- [INSTRUCTIONS]:
**a)** In the dioxin article, what percentage of third generation females experienced early puberty?
**b)** Reproduce the dioxin article word for word from "- Forty-seven percent" to "regions of DNA.".

- [SOURCE DOCUMENT]:
*** Begin section ***

Ingesting Poison – Dioxin Found to Cause Disease for over Three Generations
A new study by Washington State University researchers found that TCDD dioxin, when exposed to one generation of pregnant rats, had a multi-generational effect resulting in a multitude of diseases. These include diseases of the kidney and ovaries as well as fertility and growth difficulties.
Dioxin is an industrial pollutant linked to cancer and reproductive disorders. For this study, the researchers used a particular dioxin called TCDD—a major component of the herbicide Agent Orange made infamous by the Vietnam War as well as recent events in agribusiness.
“Not only does the individual exposed get the disease,” says senior author Michael Skinner, “but it’s transmitted to great-grandchildren with no exposure.”
Higher Rates of Disease Across Generations
In a 2011 study, researchers determined that pregnant mice had offspring (three generations) that experienced fertility problems. The 2012 Washington State study reinforces those findings and marks the diseases that resulted through generations.
- First generation offspring experienced higher rates of prostate disease and two types of ovarian diseases compared to control groups.
- Third generation rats experienced eight times greater rates of abnormalities in puberty.
- Forty-seven percent of third generation females experienced early puberty, compared to 6 percent in the control group.
- Third generation male and female rats had increased rates of kidney and ovarian disease, respectively.
- The great-grandkids had sperm with modified gene expression in 50 regions of DNA.
While the scientists limited the pregnant rats to small amounts of dioxin exposure, these levels are still high compared to most people’s exposure from the environment. According to University of Virginia biochemist Jennifer Wolstenholme (who was not involved in the study), humans and rats eliminate dioxin from their bodies differently. Therefore, “we cannot know from these studies if people are similarly at increased risk for these same diseases.”
The researchers add, however, that their study still pertains to “human populations that are exposed to dioxin and are experiencing declines in fertility and increases in adult onset of disease, with a potential to transmit them to later generations.”
Where does Dioxin Come From?
Nature can produce dioxin—such as through volcanoes and forest fires—but human activities by far result in more emissions. Such activities include but are not limited to:
- Trash incineration
- Polyvinyl chloride (PVC) plastics production
- Bleaching of paper, cotton, diapers, and feminine hygiene products
- Monsanto and Dow herbicides, which the EPA has admitted as being the seventh greatest source of dioxin in the U.S.
For a quarter of a century, the Environmental Protection Agency has dragged its feet in releasing a report on dioxin, thanks to pressure from industrialized agriculture (Big Ag). Since 1945, Monsanto and Dow have sprayed 300 million pounds of dioxin-containing herbicides on 400 million acres of American land, which explains why the chemical is even found in animal products like eggs, dairy, and meat. Monsanto even had to pay $93 million to residents of Nitro, West Virginia in damages relating to the herbicides used there.
But that hasn’t stopped the company from pushing the United States Department of Agriculture (USDA) to approve their dioxin-containing 2,4-D herbicide resistant GMO crops. Go figure they are responsible for these “superweeds” in the first place.

*** End section ***

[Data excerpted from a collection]
*** Begin section ***

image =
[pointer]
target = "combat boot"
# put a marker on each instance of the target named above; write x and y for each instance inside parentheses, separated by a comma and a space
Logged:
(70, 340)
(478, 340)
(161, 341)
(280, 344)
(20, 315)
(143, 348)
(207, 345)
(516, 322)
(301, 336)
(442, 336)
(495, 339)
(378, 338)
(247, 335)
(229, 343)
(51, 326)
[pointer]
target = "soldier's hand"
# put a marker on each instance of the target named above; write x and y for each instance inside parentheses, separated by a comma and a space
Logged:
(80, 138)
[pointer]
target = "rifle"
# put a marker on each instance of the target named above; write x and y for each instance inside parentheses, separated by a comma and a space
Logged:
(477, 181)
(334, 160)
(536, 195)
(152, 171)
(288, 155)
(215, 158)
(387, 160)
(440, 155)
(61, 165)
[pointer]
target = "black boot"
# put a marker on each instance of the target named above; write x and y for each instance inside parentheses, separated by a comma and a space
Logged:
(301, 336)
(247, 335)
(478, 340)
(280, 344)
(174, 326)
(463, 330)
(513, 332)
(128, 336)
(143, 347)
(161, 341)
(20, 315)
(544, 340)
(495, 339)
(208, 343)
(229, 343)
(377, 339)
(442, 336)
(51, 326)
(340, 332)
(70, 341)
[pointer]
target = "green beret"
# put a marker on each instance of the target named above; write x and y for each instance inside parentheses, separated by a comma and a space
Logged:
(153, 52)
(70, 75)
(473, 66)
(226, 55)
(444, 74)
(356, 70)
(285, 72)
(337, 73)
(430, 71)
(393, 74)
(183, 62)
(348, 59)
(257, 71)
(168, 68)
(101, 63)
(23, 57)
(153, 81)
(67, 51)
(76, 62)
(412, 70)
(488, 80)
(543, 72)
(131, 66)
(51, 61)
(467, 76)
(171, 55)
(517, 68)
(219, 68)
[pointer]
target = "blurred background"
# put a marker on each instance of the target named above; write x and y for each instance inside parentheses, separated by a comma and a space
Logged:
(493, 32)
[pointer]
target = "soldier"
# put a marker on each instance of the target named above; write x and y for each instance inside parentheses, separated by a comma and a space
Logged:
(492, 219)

*** End section ***

- [REPLIES]:
**a)** Forty-seven percent.

**b)**
- Forty-seven percent of third generation females experienced early puberty, compared to 6 percent in the control group.
- Third generation male and female rats had increased rates of kidney and ovarian disease, respectively.
- The great-grandkids had sperm with modified gene expression in 50 regions of DNA.